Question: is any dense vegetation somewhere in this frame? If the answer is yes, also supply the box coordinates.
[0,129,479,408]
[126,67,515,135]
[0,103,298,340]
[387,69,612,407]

──────

**GIVEN TASK:** Copy every line of the material above that contains the string "frame". Case counts.

**SOLUTION TO THIS EXERCISE:**
Question: is any dense vegetation somewhere in this frame? If the answer is yes, also supply the box coordinates.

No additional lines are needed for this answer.